Quote the listing below word for word, stopping after the line that contains "point(64, 170)".
(Recorded data begins)
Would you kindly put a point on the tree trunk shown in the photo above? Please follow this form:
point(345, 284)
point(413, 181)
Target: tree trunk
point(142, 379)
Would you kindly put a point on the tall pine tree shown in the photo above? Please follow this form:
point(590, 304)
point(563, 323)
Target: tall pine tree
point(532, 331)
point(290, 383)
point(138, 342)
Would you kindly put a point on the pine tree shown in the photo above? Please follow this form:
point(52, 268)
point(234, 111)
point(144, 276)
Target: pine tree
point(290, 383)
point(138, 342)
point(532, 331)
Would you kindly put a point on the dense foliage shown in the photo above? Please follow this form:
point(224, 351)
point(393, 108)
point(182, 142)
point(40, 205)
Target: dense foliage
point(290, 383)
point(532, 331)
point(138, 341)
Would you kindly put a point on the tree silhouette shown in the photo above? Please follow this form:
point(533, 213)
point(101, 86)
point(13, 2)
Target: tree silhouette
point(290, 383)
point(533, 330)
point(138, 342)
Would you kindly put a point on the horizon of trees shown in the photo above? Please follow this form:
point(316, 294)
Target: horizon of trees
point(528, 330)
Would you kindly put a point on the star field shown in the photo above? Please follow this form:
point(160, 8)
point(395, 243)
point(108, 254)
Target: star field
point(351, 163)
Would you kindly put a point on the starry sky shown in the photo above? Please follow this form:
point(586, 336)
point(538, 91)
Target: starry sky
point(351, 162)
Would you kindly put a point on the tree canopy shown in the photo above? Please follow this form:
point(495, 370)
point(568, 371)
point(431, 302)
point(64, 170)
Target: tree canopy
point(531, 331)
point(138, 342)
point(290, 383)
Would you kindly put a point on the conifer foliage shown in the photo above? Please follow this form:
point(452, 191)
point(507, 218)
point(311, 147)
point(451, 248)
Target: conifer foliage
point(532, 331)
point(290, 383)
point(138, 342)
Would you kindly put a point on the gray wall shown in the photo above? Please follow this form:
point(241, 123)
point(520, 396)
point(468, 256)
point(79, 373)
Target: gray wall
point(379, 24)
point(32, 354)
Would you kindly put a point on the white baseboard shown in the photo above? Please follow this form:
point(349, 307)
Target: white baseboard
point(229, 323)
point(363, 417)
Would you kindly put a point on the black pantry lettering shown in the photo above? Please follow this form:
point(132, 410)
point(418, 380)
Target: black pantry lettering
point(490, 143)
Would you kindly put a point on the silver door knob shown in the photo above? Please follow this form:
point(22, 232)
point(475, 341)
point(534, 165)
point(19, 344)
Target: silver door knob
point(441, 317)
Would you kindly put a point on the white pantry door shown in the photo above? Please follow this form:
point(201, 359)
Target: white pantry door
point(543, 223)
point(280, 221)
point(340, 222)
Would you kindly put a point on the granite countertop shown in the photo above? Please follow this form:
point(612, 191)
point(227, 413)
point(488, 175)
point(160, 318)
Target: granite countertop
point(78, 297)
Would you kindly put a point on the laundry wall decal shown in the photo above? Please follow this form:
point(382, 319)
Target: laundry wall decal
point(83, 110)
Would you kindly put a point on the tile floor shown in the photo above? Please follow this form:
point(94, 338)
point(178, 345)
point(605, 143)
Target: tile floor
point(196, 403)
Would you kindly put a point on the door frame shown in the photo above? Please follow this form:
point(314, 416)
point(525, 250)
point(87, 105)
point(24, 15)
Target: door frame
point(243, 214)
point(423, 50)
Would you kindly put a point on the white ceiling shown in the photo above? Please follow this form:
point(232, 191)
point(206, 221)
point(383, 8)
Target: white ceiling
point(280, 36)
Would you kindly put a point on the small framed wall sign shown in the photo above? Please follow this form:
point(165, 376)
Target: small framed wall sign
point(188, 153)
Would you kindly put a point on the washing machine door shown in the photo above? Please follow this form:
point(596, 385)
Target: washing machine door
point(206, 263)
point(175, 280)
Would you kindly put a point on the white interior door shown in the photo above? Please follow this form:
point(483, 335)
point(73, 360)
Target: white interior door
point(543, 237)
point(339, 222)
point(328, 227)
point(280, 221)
(Recorded data ends)
| Task answer |
Would you kindly put a point on the tree trunk shown in the photo above? Please follow this form:
point(345, 284)
point(413, 181)
Target: tree trunk
point(142, 379)
Would you kindly put a point on the tall pine tree shown in the photo above? Please follow this form:
point(590, 304)
point(563, 323)
Target: tall pine tree
point(532, 331)
point(290, 383)
point(138, 342)
Would you kindly put a point on the pine tree shown in the photo above? Please follow this form:
point(52, 268)
point(234, 111)
point(144, 276)
Target: pine tree
point(290, 383)
point(138, 342)
point(532, 331)
Would you kindly put a point on the dense foliage shown in the photo above? Please follow this form:
point(224, 351)
point(393, 108)
point(182, 142)
point(40, 205)
Target: dense foliage
point(290, 383)
point(532, 331)
point(138, 341)
Would you kindly put a point on the tree silhouette shown in the photo above? Please follow this form:
point(533, 213)
point(101, 86)
point(13, 2)
Target: tree silhouette
point(290, 383)
point(533, 330)
point(138, 342)
Would you kindly put a point on the horizon of trees shown in the photo above? Please follow this form:
point(316, 294)
Target: horizon of trees
point(528, 330)
Would you kindly put a point on the star field shown in the photo above? Please follow this form:
point(160, 8)
point(395, 243)
point(108, 254)
Target: star field
point(351, 163)
Would you kindly put a point on the starry sky shown in the photo above? Please follow this form:
point(586, 336)
point(538, 91)
Target: starry sky
point(351, 162)
Would you kindly put a point on the tree canopy shown in the photo above? Please follow this form:
point(495, 370)
point(568, 371)
point(431, 302)
point(64, 170)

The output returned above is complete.